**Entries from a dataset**

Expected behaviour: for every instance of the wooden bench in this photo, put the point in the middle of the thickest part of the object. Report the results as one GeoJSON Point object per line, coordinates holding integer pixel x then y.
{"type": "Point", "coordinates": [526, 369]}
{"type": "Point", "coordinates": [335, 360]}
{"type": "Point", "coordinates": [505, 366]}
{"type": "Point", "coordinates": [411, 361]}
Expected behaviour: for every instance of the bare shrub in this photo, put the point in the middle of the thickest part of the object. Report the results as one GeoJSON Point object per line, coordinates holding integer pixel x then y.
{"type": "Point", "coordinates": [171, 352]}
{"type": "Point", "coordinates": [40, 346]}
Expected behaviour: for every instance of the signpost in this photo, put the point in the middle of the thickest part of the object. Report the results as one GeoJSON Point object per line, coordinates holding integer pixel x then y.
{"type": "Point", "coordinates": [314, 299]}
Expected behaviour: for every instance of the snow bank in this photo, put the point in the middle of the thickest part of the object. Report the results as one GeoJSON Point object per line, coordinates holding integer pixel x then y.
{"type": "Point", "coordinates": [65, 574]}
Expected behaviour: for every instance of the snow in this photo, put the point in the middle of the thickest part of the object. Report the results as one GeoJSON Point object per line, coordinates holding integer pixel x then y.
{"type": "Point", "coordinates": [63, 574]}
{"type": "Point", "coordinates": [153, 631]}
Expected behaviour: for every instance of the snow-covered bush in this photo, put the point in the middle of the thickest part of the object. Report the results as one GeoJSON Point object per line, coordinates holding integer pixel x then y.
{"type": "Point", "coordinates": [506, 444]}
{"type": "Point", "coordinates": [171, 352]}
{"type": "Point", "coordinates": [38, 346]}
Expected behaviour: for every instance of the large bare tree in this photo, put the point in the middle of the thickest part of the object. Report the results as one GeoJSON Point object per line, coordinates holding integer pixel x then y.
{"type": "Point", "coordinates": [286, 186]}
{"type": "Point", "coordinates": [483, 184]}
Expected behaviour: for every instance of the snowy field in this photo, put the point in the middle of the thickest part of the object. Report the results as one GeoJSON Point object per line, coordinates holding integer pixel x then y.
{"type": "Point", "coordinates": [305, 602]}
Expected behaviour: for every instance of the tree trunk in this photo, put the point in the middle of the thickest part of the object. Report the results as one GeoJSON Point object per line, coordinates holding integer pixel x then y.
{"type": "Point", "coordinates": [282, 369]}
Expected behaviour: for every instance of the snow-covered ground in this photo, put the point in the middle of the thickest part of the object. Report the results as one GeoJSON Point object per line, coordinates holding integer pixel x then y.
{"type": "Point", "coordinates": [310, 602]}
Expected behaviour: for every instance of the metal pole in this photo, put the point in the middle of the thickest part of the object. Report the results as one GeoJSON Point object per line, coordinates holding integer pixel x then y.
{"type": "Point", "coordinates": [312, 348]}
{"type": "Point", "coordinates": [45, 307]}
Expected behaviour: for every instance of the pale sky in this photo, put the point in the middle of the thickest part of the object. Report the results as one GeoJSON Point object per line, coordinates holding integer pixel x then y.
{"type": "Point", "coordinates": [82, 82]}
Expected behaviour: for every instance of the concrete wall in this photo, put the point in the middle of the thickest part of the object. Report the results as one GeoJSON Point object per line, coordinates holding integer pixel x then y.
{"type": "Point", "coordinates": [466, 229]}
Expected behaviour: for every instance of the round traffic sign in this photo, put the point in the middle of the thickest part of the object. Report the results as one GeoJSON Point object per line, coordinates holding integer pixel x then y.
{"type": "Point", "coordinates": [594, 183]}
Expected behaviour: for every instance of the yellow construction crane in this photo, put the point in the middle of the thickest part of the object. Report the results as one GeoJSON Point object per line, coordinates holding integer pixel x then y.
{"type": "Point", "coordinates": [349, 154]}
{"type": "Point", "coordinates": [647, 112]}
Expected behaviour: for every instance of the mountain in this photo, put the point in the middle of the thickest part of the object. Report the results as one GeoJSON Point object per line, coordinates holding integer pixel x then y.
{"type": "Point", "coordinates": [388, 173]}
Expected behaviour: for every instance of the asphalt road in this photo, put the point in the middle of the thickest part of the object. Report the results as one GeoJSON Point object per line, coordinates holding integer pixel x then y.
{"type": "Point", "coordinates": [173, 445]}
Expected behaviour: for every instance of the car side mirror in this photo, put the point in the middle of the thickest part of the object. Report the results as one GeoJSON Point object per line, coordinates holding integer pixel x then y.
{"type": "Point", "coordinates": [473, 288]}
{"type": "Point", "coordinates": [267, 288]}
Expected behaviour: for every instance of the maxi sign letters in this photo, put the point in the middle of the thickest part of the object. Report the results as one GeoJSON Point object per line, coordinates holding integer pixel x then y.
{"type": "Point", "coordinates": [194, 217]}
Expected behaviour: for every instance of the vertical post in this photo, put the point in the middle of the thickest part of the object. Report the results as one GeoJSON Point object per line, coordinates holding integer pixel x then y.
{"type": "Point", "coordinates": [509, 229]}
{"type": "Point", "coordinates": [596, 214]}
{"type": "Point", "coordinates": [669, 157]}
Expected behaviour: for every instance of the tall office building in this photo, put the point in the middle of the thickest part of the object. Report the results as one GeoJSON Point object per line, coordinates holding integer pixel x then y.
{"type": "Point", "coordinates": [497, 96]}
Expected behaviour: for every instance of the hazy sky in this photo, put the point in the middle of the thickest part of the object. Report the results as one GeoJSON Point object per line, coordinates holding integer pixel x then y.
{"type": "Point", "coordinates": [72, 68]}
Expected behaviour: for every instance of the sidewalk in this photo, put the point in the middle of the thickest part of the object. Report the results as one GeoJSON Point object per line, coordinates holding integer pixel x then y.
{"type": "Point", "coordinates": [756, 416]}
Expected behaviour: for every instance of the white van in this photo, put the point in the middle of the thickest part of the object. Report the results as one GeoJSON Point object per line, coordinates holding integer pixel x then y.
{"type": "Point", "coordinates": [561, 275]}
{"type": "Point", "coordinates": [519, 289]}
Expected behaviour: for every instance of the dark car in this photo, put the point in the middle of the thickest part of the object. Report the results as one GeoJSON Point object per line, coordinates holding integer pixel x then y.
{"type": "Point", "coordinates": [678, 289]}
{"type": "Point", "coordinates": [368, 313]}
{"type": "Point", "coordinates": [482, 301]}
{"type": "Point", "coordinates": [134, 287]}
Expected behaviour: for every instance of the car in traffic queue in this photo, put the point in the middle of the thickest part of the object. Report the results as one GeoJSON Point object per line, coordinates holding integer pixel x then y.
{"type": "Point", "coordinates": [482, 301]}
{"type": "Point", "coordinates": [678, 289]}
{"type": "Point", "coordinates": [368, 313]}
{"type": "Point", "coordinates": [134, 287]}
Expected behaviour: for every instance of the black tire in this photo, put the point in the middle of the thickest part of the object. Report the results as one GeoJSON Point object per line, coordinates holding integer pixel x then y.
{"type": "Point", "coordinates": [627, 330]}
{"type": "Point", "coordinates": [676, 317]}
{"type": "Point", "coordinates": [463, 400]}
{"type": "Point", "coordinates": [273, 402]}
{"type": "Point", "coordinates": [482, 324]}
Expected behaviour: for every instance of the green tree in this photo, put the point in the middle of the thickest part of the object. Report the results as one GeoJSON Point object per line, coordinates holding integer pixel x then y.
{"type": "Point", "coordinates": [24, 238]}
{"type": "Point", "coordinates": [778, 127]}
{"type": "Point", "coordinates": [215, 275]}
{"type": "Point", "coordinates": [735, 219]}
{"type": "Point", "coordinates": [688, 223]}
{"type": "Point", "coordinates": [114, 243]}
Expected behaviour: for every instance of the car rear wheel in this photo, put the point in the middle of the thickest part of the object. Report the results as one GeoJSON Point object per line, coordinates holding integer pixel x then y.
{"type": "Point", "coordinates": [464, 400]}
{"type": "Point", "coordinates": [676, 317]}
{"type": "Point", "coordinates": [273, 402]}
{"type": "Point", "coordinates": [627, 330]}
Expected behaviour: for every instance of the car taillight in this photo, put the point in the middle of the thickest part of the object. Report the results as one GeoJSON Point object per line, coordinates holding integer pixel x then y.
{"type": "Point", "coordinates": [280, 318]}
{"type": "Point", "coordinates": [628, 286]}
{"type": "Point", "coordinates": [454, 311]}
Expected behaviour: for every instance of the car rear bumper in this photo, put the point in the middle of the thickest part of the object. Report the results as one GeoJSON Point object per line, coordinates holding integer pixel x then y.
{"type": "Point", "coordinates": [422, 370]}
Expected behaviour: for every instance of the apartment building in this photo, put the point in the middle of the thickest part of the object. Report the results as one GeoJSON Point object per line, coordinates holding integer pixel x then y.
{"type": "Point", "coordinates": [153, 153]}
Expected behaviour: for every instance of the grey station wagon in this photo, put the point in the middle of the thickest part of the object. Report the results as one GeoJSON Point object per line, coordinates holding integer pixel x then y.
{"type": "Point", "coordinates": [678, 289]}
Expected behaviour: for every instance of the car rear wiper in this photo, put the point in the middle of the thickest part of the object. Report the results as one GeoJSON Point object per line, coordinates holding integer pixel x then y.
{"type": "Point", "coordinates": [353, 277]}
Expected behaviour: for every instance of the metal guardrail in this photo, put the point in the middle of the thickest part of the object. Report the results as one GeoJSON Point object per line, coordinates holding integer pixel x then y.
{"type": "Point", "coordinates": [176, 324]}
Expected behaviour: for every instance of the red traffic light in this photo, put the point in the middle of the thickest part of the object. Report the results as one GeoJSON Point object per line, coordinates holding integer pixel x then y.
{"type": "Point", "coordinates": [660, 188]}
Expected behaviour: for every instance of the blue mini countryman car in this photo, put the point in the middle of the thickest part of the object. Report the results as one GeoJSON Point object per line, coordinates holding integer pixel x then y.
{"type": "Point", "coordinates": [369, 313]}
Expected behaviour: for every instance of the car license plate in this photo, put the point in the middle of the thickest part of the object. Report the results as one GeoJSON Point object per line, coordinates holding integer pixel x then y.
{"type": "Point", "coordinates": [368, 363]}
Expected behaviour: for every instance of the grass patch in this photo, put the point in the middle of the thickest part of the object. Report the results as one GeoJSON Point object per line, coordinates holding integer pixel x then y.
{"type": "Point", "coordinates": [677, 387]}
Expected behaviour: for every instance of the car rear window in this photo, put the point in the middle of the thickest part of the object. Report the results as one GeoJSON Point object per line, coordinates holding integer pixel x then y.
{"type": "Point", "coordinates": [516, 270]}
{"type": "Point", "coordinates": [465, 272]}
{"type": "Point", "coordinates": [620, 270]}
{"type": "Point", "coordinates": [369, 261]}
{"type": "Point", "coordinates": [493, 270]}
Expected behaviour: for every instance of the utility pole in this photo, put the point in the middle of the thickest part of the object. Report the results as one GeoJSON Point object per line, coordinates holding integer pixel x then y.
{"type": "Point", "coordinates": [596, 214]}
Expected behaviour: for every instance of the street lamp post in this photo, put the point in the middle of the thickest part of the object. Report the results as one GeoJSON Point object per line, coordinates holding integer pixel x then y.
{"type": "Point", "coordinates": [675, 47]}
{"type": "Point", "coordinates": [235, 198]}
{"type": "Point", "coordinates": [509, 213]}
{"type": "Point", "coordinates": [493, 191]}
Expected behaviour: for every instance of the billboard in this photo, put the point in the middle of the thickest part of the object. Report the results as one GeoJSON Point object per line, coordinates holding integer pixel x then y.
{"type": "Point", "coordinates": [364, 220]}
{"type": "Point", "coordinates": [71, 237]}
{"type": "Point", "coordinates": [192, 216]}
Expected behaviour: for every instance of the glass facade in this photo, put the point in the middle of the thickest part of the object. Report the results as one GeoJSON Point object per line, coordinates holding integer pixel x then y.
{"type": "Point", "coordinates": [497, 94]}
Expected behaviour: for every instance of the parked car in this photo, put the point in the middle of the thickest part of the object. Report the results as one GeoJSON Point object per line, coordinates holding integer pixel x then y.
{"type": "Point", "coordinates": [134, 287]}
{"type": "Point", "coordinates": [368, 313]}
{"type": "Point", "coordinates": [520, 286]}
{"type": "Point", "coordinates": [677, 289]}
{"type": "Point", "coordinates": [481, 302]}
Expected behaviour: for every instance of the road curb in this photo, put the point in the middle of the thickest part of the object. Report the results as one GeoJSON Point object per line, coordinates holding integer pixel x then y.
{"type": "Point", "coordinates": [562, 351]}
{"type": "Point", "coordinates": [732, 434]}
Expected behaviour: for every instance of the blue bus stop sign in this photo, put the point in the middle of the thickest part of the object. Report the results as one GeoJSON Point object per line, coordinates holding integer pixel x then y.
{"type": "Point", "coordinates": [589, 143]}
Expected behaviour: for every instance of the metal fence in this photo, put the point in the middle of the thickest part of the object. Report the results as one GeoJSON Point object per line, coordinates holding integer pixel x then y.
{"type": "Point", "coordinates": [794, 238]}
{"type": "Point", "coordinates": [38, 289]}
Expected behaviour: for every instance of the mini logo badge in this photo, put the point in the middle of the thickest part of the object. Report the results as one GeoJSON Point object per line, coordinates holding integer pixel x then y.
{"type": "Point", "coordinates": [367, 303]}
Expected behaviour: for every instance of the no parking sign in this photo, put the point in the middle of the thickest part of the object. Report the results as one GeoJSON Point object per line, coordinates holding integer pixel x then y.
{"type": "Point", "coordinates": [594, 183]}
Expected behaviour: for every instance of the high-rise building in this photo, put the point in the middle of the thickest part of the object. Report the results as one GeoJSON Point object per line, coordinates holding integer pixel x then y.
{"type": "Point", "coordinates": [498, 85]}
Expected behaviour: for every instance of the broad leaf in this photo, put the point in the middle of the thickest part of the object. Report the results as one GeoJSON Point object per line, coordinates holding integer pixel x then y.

**EXERCISE BRIEF**
Reproduce everything from the line containing "Expected behaviour: for every instance of the no" down to the last line, multiplying the x and y coordinates in each Point object by 1.9 and rounding them to whole numbers, with halves rounded up. Keep all other text unchanged.

**EXPECTED OUTPUT**
Expected behaviour: for every instance of the no parking sign in this photo, put the point in the middle of the thickest part of the object. Report the results as one GeoJSON Point object per line, coordinates holding integer pixel x then y.
{"type": "Point", "coordinates": [1129, 348]}
Expected behaviour: for every instance of the high-rise building in this photo, put the point in the middle of the thickest part of the object. Report the results as one GeoJSON Point object per line, coordinates holding integer pixel x then y.
{"type": "Point", "coordinates": [946, 162]}
Expected behaviour: for every instance of the broad leaf in this photo, put the point in the middle of the thickest part of the object. Report the results as one GeoJSON Point object per line, coordinates holding integer pixel x then y.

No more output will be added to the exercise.